**GOAL:**
Transcribe the material below exactly as it appears.

[A block of data]
--------------------------------------------------

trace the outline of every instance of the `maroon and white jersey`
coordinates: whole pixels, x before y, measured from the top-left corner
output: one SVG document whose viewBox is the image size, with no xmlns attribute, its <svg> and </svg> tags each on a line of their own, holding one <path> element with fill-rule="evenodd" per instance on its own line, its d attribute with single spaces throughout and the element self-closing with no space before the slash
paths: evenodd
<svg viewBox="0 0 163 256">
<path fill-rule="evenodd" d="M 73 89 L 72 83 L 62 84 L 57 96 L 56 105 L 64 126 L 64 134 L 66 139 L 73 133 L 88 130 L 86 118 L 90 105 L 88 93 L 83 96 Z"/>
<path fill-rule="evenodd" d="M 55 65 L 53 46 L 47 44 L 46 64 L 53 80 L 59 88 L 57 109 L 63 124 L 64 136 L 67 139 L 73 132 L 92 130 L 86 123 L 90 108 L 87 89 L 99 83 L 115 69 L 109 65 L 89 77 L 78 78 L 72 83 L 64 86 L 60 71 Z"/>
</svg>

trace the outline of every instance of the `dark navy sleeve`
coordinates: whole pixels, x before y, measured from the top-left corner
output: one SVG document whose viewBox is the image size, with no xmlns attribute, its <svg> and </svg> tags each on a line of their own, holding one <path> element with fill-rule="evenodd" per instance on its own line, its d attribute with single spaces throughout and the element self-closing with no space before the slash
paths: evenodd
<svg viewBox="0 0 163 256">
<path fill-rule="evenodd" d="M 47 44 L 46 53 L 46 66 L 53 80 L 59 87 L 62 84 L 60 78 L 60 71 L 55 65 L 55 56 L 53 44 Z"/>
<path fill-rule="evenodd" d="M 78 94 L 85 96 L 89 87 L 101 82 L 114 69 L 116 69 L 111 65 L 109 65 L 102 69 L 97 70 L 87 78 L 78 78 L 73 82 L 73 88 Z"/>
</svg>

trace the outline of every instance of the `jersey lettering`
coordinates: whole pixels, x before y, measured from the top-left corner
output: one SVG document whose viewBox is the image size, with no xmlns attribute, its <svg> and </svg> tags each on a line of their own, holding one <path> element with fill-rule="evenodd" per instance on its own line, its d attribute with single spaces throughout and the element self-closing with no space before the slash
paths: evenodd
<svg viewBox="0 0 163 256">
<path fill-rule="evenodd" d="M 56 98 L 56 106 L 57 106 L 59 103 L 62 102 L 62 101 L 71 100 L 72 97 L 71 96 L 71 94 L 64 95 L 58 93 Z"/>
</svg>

--------------------------------------------------

**EXERCISE OUTPUT:**
trace the outline of every instance of the `maroon and white jersey`
coordinates: whole pixels, x before y, measured from the top-left corner
output: one SVG document whose viewBox is the image size, with no xmlns attribute, its <svg> and </svg> tags each on a line of their own, holding one <path> element with fill-rule="evenodd" per instance on its own line, its d attribute with single spaces throughout and the element self-closing with no space before the slash
paths: evenodd
<svg viewBox="0 0 163 256">
<path fill-rule="evenodd" d="M 73 89 L 72 83 L 62 84 L 57 96 L 56 105 L 64 126 L 64 134 L 66 139 L 73 133 L 88 130 L 86 118 L 90 105 L 88 93 L 83 96 Z"/>
<path fill-rule="evenodd" d="M 55 65 L 53 46 L 47 44 L 46 64 L 53 80 L 59 88 L 57 109 L 63 124 L 64 136 L 67 139 L 73 132 L 92 130 L 86 123 L 90 108 L 87 89 L 99 83 L 115 69 L 109 65 L 89 77 L 78 78 L 72 83 L 64 86 L 60 71 Z"/>
</svg>

trace the outline of every instance of the `dark navy sleeve`
coordinates: whole pixels, x before y, measured from the top-left corner
output: one SVG document whose viewBox is the image size, with no xmlns attribute, its <svg> and </svg> tags each on a line of their own, holding one <path> element with fill-rule="evenodd" per instance on its own line, its d attribute with single spaces throughout and the element self-closing with no space before the slash
paths: evenodd
<svg viewBox="0 0 163 256">
<path fill-rule="evenodd" d="M 47 44 L 46 53 L 46 66 L 53 80 L 59 87 L 62 84 L 60 78 L 60 71 L 55 65 L 55 56 L 53 44 Z"/>
<path fill-rule="evenodd" d="M 78 94 L 85 96 L 89 87 L 101 82 L 114 69 L 116 69 L 111 65 L 109 65 L 102 69 L 97 70 L 87 78 L 78 78 L 73 82 L 73 88 Z"/>
</svg>

trace the outline of every instance of the `jersey lettering`
coordinates: whole pixels, x before y, measured from the top-left corner
output: one SVG document whose viewBox is the image size, with no xmlns attribute, its <svg> and </svg> tags each on a line of their own, holding one <path> element with fill-rule="evenodd" per instance on its own line, its d attribute with single spaces throughout and the element self-closing with no space before the slash
paths: evenodd
<svg viewBox="0 0 163 256">
<path fill-rule="evenodd" d="M 56 98 L 56 106 L 57 106 L 59 103 L 62 102 L 62 101 L 71 100 L 72 97 L 71 96 L 71 94 L 64 95 L 58 93 Z"/>
</svg>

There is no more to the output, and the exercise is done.